**WORKING DATA:**
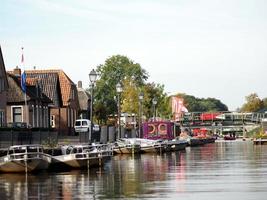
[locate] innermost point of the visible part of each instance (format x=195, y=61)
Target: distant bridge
x=227, y=118
x=222, y=121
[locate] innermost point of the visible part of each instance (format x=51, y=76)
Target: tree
x=116, y=69
x=253, y=103
x=194, y=104
x=153, y=90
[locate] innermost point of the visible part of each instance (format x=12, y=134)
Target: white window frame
x=53, y=121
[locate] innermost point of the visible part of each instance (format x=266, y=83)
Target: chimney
x=80, y=85
x=17, y=71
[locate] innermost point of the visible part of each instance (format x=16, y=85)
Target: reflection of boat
x=125, y=146
x=228, y=137
x=80, y=156
x=178, y=145
x=24, y=158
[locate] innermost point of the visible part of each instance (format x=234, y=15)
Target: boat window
x=78, y=123
x=19, y=150
x=32, y=149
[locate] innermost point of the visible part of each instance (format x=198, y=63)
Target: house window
x=17, y=114
x=2, y=118
x=52, y=121
x=2, y=85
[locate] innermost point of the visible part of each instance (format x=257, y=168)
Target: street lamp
x=92, y=78
x=141, y=97
x=154, y=101
x=119, y=90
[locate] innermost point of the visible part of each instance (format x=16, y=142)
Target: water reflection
x=218, y=171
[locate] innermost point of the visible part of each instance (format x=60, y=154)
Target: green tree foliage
x=153, y=90
x=253, y=103
x=116, y=69
x=194, y=104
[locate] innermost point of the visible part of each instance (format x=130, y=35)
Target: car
x=84, y=125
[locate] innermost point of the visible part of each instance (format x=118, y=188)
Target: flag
x=23, y=82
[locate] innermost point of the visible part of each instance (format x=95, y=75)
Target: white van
x=84, y=125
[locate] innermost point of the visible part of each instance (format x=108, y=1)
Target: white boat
x=178, y=145
x=81, y=156
x=150, y=146
x=126, y=146
x=24, y=158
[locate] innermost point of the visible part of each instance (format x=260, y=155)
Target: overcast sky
x=205, y=48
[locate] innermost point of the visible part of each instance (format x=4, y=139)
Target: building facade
x=64, y=97
x=29, y=108
x=3, y=90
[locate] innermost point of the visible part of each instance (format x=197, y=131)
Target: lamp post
x=92, y=78
x=141, y=97
x=154, y=101
x=119, y=90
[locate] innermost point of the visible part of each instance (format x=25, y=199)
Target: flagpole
x=25, y=95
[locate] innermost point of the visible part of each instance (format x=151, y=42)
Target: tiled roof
x=15, y=94
x=49, y=83
x=2, y=68
x=65, y=84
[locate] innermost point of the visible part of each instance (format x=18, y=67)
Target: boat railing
x=25, y=155
x=95, y=151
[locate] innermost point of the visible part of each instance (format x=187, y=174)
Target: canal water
x=222, y=170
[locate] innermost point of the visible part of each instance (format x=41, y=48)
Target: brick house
x=30, y=108
x=84, y=102
x=64, y=96
x=3, y=90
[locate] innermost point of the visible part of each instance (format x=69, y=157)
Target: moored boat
x=24, y=158
x=126, y=146
x=81, y=156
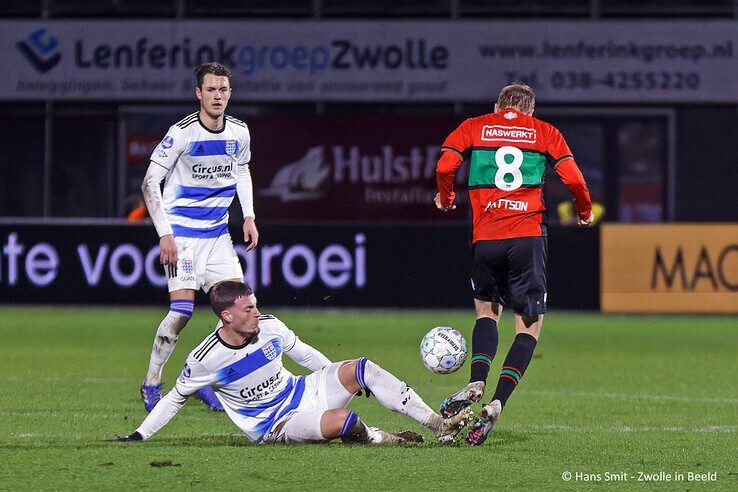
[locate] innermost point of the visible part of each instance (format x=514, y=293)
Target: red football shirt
x=508, y=152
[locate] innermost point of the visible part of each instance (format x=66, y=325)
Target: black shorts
x=511, y=272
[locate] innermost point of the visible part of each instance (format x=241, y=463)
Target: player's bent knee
x=348, y=375
x=332, y=422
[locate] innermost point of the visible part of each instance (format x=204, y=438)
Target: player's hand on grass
x=250, y=233
x=588, y=222
x=130, y=438
x=437, y=200
x=167, y=250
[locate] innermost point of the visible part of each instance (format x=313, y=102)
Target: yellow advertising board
x=669, y=268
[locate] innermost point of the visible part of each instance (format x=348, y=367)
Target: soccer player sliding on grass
x=508, y=151
x=242, y=362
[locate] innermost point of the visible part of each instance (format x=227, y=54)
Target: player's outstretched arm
x=245, y=191
x=571, y=176
x=155, y=204
x=307, y=356
x=446, y=169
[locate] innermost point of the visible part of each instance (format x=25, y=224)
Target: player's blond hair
x=517, y=95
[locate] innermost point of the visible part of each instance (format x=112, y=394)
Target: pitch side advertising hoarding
x=675, y=268
x=566, y=61
x=311, y=265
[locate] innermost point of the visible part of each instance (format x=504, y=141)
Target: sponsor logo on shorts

**TASK GOAL:**
Reproduce all of the data above line for line, without changing anything, and leave the pictures out of your copy.

**RESULT BELOW:**
[locate] innermost point of the visible part of each instance (format x=195, y=61)
Target: distant bridge
x=227, y=118
x=222, y=121
[locate] innermost point of the visible part of each instance (format x=51, y=76)
Target: tree
x=116, y=69
x=253, y=103
x=194, y=104
x=153, y=90
[locate] innermost point of the visible part of each instance (format x=12, y=134)
Target: white window frame
x=53, y=121
[locate] innermost point of the visible part of each instance (format x=266, y=83)
Target: chimney
x=80, y=85
x=17, y=71
[locate] innermost point of the visible part of each instance (format x=16, y=85)
Target: reflection of boat
x=125, y=146
x=228, y=137
x=80, y=156
x=178, y=145
x=24, y=158
[locate] innermost point of the visible part of each instance (format x=234, y=15)
Target: boat window
x=78, y=123
x=19, y=150
x=32, y=149
[locate] innermost point of the visible part of each instance (format x=198, y=63)
Target: house window
x=17, y=114
x=2, y=118
x=52, y=121
x=2, y=85
[locate] innermost point of the visible part of each instance (format x=257, y=168)
Target: street lamp
x=92, y=78
x=141, y=97
x=154, y=101
x=119, y=90
[locate] innermost point of the visible part of each instance (format x=16, y=142)
Target: water reflection
x=218, y=171
[locate] innermost point of the visible part of each instance (format x=60, y=154)
Target: green tree foliage
x=153, y=90
x=253, y=103
x=116, y=69
x=194, y=104
[locate] innermost point of the visible part of each instance (format x=130, y=35)
Target: car
x=84, y=125
[locate] innermost point of the visible part of each instance (format x=118, y=188)
Target: flag
x=23, y=82
[locate] innermost point of the visible part of each instance (format x=95, y=75)
Target: white van
x=84, y=125
[locate] innermost point of the visible part of each instance (format x=108, y=1)
Target: white boat
x=178, y=145
x=81, y=156
x=150, y=146
x=126, y=146
x=24, y=158
[locate] innermost point of the visible part of each instance (format x=260, y=155)
Target: overcast sky
x=205, y=48
[locate] innermost point of the visible part of each instance (format x=4, y=139)
Target: building facade
x=64, y=97
x=29, y=108
x=3, y=90
[locate] innermost point of the visible part of each instance (format x=197, y=131)
Target: lamp post
x=92, y=78
x=141, y=97
x=154, y=101
x=119, y=90
[locate] innermost point of the visible part of each instance (format x=25, y=199)
Target: flagpole
x=25, y=95
[locate] innermost point of the visible part of each instance (format x=151, y=42)
Target: tiled roof
x=15, y=94
x=49, y=83
x=2, y=68
x=65, y=84
[locate] innermost point of the visible part of each instance (format x=18, y=67)
Target: boat railing
x=25, y=155
x=95, y=151
[locate] innermost point of the visible part of each instance (format x=187, y=174)
Target: canal water
x=222, y=170
[locate] innermost point of the visible part of each instance (format x=41, y=48)
Target: brick house
x=30, y=108
x=84, y=102
x=64, y=96
x=3, y=90
[locate] innermost point of the visible part of each instance (format x=69, y=157)
Target: moored boat
x=24, y=158
x=126, y=146
x=81, y=156
[locate] innermost point of the visible part of each instance (format x=514, y=293)
Target: red football shirt
x=508, y=152
[locate] innermost point of the visible part of each instance (format x=66, y=325)
Target: black shorts
x=511, y=272
[locate] innermost point of the visible part of each instance (format x=241, y=463)
Target: player's bent knee
x=348, y=375
x=332, y=422
[locate] innermost point of the visible part of each instance (format x=204, y=438)
Target: player's hand on grass
x=250, y=233
x=588, y=222
x=130, y=438
x=437, y=200
x=167, y=250
[locate] innermost point of the visible part of each instance (format x=313, y=102)
Target: yellow advertising board
x=669, y=268
[locate] innermost point of the visible part of each instance (format x=348, y=367)
Target: soccer player sliding on grass
x=508, y=151
x=242, y=362
[locate] innermost point of the visible part of each instance (format x=227, y=54)
Target: player's outstretched arm
x=245, y=191
x=571, y=176
x=155, y=204
x=307, y=356
x=446, y=169
[locate] innermost point of the visible part of each instance (format x=25, y=224)
Target: player's blond hair
x=517, y=95
[locate] innermost point of the visible part of each instance (format x=112, y=394)
Target: pitch side advertising hoarding
x=675, y=268
x=566, y=61
x=311, y=265
[locate] innermost point of the visible part of each instance (format x=504, y=141)
Target: sponsor logo on shorts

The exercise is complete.